* [文書の抜粋]
* * * * *
高橋:この本がどういう本か、というのも後で話していただきたいと思うんですけれども。この2015年に、著作権ビジネスというものがどのくらい変わろうとしているのか、変わらざるをえなくなってしまったのか。去年の今頃と今と完全に状況が違いますよね。
ただ、そんなに世の中で肌身に感じられる出来事ではないので。普通の人、音楽ファンで、ただ音楽を聞いてるだけの人にとっては「何がそんなに変わるの」っていう、わかりにくいことだと思うんです。「今、どういうことが起こってるのか」ということをまず、僕の方から簡単に説明しようかと思います。
これ出ますかね? 最近10月ぐらいにかなり各新聞、各誌などで話題になったと思うんですけども。これは10月16日の朝日新聞ですけども、「avexがJASRAC一部離脱 10万曲移行へ」。この見出しだけで意味がわかる人も少ないと思うんですけれども。
世の中の、レコードになったり放送されたりしているほとんどの楽曲というのは、今のところJASRACが90何パーセント、シェアを持っています。ただこれは、JASRACで管理しなくてはいけないという決まりがあるわけではなくて、著作権管理事業者法というのが……改正何年ですか?
* * * * *
* [指示]
文書の抜粋のうち「高橋:この本がどういう本か、」から「単に説明しようかと思います。」までの部分を、「著作権ビジネス」を「音楽ビジネス」に変えて書き直してください。

位置ラベル付けデータの抜粋
* * * * *
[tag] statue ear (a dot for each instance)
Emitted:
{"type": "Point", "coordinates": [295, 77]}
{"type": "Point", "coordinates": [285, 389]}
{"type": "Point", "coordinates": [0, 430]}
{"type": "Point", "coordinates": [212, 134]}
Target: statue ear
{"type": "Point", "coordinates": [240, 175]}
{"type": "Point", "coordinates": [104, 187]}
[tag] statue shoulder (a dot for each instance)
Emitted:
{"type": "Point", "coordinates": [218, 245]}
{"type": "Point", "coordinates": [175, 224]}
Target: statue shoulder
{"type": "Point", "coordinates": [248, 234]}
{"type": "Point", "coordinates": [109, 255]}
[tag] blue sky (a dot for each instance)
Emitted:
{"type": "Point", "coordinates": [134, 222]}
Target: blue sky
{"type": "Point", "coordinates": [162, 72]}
* * * * *
* [解答]
高橋:この本がどういう本か、というのも後で話していただきたいと思うんですけれども。この2015年に、音楽ビジネスというものがどのくらい変わろうとしているのか、変わらざるをえなくなってしまったのか。去年の今頃と今と完全に状況が違いますよね。
ただ、そんなに世の中で肌身に感じられる出来事ではないので。普通の人、音楽ファンで、ただ音楽を聞いてるだけの人にとっては「何がそんなに変わるの」っていう、わかりにくいことだと思うんです。「今、どういうことが起こってるのか」ということをまず、僕の方から簡単に説明しようかと思います。